**Stated problem**
Which lines in the records contain the word "white"? Find each one and copy it out.

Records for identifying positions
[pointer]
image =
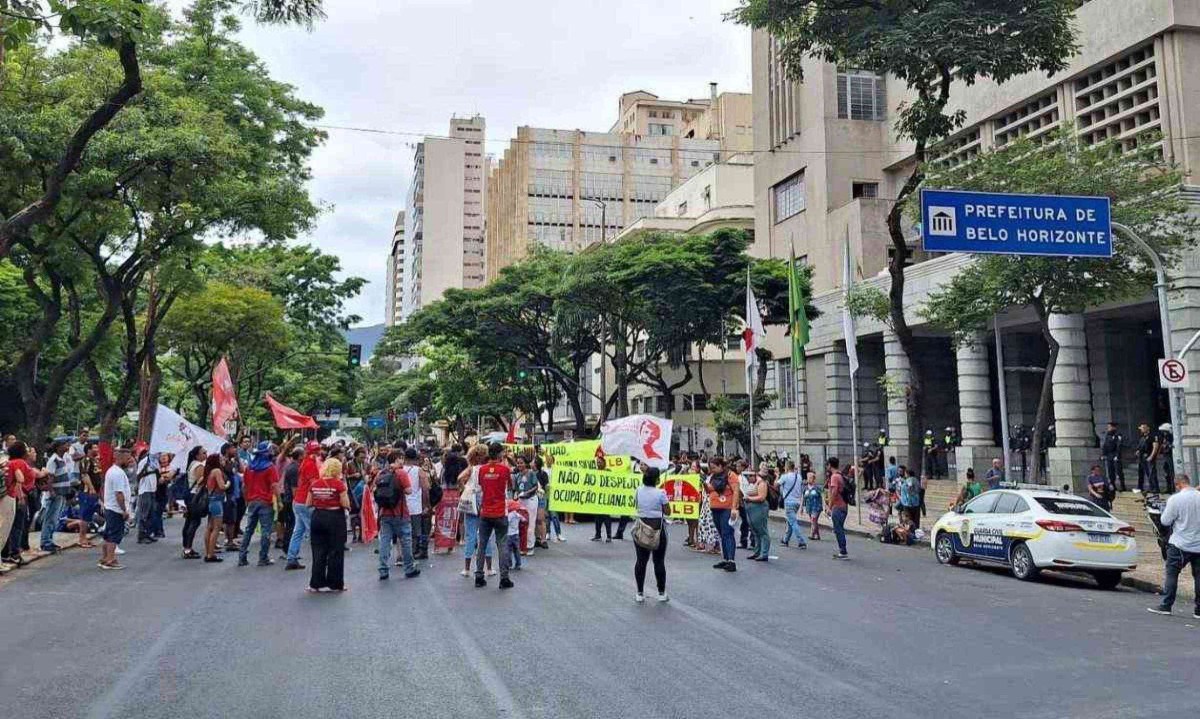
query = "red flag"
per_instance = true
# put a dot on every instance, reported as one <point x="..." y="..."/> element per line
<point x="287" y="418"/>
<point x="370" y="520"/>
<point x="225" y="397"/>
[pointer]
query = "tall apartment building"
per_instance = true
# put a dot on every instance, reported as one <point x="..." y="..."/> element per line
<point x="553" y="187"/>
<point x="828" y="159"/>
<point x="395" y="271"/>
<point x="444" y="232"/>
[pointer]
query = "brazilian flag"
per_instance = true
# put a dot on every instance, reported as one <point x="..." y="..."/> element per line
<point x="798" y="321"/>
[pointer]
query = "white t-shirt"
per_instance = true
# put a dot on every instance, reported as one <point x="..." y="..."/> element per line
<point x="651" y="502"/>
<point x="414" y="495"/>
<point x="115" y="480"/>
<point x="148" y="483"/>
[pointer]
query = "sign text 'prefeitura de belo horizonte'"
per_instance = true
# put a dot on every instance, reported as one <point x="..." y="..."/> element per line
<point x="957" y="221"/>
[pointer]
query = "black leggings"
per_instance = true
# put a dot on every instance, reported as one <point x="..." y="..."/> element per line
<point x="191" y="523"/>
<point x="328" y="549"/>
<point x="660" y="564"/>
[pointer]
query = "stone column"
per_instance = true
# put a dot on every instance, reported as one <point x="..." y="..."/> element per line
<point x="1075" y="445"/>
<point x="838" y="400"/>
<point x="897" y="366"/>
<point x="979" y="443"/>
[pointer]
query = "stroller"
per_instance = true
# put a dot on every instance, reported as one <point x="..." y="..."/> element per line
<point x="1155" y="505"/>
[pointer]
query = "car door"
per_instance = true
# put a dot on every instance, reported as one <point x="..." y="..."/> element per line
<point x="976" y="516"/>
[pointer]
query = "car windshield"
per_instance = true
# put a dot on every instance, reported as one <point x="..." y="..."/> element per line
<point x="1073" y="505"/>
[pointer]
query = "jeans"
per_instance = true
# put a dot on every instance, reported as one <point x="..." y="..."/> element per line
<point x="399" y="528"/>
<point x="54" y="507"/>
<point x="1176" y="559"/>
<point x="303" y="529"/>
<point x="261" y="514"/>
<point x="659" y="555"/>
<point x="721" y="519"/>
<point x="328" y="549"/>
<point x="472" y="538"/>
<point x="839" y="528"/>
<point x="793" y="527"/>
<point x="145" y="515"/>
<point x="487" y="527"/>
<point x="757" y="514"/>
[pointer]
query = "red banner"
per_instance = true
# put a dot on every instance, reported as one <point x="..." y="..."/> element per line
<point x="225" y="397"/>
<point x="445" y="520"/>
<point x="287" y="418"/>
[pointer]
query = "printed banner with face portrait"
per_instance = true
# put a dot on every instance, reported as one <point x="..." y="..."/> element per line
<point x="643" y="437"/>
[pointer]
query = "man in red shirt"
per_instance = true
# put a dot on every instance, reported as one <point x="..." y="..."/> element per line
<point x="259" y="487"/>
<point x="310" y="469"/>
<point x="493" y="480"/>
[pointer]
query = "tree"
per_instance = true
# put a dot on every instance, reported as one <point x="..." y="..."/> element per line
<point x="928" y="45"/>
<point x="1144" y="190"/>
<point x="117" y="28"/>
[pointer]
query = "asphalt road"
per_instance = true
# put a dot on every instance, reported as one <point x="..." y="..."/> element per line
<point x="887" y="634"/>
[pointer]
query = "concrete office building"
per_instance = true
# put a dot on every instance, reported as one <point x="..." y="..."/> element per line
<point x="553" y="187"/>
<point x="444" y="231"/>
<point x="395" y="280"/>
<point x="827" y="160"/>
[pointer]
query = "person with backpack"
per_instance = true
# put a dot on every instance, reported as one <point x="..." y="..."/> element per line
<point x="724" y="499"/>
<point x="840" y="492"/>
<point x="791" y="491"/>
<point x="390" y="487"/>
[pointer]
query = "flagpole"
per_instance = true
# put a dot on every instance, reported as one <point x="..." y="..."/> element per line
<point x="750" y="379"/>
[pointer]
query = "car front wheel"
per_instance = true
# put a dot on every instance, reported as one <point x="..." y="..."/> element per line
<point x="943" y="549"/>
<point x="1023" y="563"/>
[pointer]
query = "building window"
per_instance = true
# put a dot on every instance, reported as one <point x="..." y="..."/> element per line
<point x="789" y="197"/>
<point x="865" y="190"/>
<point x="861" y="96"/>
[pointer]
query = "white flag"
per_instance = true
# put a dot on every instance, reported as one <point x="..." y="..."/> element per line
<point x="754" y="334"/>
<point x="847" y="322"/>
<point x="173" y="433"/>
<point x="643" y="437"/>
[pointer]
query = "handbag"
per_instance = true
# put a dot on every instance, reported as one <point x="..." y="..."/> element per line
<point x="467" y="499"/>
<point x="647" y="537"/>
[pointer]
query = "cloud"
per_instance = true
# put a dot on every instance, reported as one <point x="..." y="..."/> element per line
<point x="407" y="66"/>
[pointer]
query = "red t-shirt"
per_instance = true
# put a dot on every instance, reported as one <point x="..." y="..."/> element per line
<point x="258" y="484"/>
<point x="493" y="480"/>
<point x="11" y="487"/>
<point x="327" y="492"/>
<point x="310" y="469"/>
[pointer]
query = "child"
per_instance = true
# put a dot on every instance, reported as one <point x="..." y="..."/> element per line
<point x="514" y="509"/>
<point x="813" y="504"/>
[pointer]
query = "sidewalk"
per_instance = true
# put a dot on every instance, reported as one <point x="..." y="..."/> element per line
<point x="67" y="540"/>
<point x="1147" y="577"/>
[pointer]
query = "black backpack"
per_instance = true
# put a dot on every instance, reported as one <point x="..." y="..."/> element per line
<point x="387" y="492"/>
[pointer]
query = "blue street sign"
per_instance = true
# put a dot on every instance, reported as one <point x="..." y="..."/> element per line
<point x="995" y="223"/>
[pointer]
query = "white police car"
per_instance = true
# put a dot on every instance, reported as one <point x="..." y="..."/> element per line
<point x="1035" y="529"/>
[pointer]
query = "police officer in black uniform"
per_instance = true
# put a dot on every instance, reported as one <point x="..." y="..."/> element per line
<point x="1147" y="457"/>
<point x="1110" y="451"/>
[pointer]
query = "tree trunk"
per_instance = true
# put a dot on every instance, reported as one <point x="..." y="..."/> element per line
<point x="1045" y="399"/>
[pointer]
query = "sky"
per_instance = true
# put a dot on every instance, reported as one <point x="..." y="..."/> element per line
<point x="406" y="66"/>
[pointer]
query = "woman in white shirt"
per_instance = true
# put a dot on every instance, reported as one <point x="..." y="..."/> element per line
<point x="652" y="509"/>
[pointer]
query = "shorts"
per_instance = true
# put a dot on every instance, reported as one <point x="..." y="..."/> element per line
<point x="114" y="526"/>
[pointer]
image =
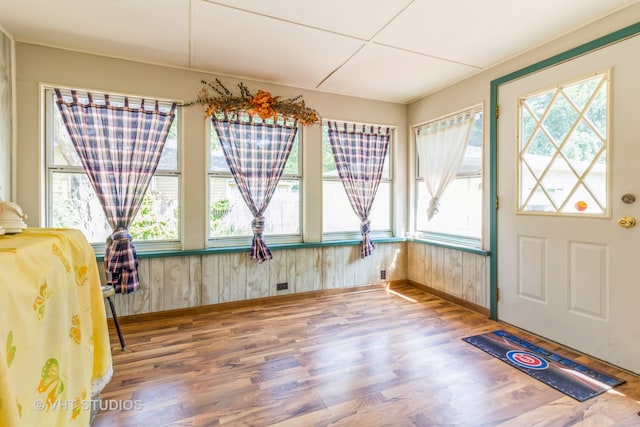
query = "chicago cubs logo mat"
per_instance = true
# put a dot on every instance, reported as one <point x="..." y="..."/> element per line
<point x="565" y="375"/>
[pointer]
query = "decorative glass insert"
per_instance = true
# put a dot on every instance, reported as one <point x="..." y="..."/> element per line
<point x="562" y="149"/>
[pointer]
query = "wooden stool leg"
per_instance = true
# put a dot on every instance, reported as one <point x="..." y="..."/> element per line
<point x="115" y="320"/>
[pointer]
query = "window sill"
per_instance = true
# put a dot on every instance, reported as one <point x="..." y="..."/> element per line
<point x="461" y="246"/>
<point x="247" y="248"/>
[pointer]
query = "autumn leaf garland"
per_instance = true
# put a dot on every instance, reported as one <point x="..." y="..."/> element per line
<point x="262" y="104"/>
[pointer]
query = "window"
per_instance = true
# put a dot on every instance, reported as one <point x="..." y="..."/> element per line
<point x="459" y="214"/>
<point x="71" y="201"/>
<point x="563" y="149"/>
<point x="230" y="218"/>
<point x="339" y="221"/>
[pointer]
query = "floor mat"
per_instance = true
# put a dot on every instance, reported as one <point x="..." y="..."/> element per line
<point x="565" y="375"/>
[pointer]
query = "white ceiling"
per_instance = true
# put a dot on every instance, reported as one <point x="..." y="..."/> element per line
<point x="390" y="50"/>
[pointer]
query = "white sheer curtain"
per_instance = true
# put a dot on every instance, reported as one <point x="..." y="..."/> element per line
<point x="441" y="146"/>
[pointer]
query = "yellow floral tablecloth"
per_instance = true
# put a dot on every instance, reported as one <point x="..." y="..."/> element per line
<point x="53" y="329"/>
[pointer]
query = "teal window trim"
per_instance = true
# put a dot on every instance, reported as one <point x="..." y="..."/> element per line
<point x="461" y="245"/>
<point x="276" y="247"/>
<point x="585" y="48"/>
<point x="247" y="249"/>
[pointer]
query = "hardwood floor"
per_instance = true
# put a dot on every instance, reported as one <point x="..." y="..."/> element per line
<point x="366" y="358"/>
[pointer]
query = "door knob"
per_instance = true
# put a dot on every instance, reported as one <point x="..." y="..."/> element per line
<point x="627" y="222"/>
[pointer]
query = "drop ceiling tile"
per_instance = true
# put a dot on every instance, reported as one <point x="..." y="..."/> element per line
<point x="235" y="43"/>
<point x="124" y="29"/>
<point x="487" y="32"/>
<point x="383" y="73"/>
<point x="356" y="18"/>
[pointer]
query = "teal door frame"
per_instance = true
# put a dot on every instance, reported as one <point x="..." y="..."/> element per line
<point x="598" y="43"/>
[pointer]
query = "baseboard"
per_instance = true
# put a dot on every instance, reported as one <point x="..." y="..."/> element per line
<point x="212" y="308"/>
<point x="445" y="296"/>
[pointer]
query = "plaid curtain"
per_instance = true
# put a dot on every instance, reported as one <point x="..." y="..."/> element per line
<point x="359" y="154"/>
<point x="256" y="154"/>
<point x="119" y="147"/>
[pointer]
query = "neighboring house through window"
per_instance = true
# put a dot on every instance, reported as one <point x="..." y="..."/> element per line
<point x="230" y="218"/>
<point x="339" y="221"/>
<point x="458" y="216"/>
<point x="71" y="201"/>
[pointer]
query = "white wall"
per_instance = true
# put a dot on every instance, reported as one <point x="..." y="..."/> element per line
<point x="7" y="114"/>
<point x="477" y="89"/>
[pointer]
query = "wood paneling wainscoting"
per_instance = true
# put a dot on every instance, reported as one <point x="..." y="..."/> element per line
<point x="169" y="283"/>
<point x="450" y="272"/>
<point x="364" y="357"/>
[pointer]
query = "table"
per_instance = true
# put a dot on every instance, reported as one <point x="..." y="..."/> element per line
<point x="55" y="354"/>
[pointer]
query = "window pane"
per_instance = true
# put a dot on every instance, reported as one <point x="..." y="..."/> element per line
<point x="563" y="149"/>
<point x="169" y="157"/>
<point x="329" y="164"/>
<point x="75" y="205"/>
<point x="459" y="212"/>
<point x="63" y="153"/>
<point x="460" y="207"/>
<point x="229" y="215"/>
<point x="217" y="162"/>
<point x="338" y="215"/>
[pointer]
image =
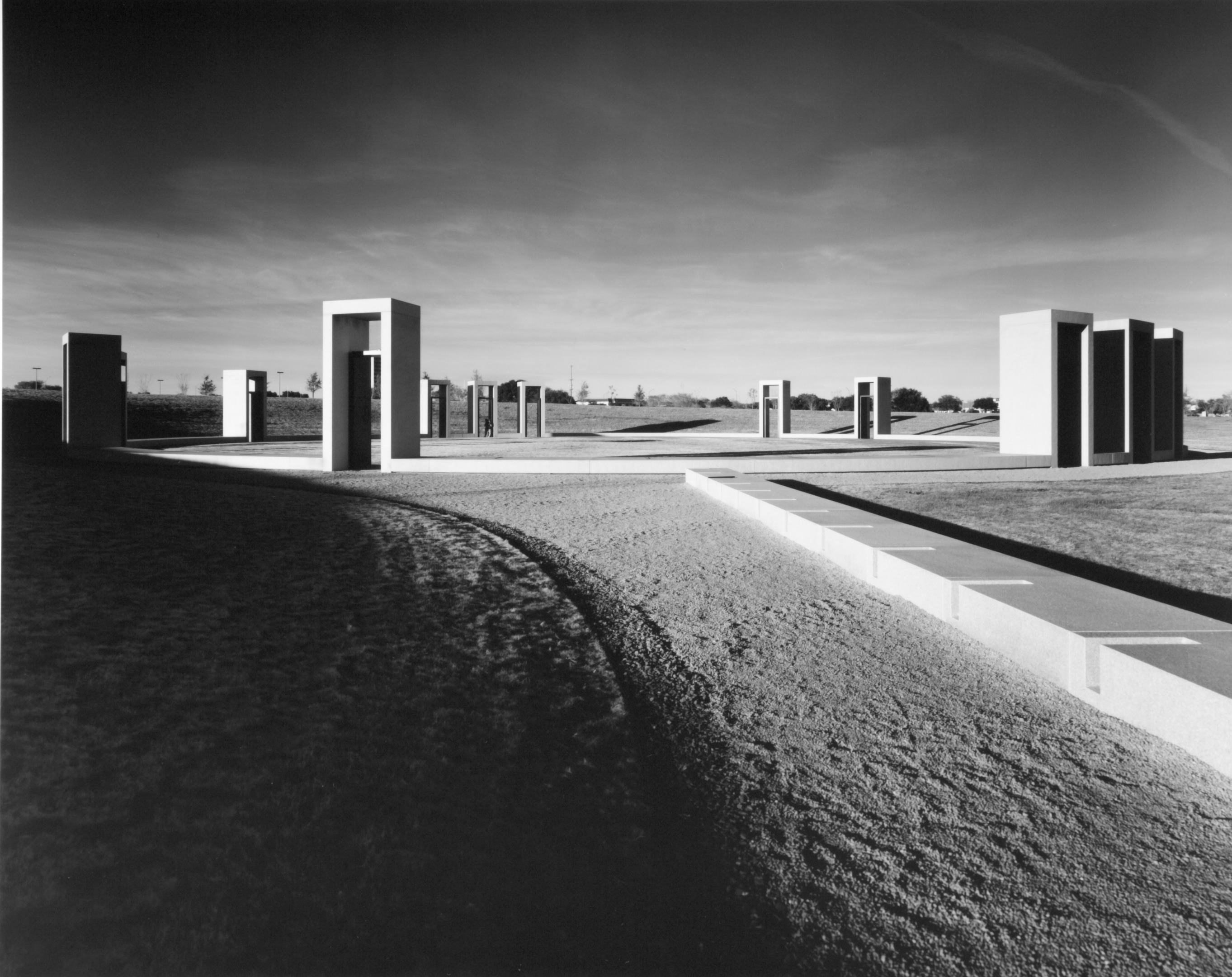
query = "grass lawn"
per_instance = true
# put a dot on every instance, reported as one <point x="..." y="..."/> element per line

**Answer to this task**
query = "white t-shirt"
query = "white flag"
query = "white police car"
query = "woman in white shirt"
query = "white ceiling"
query = "white sheer curtain"
query = "white wall"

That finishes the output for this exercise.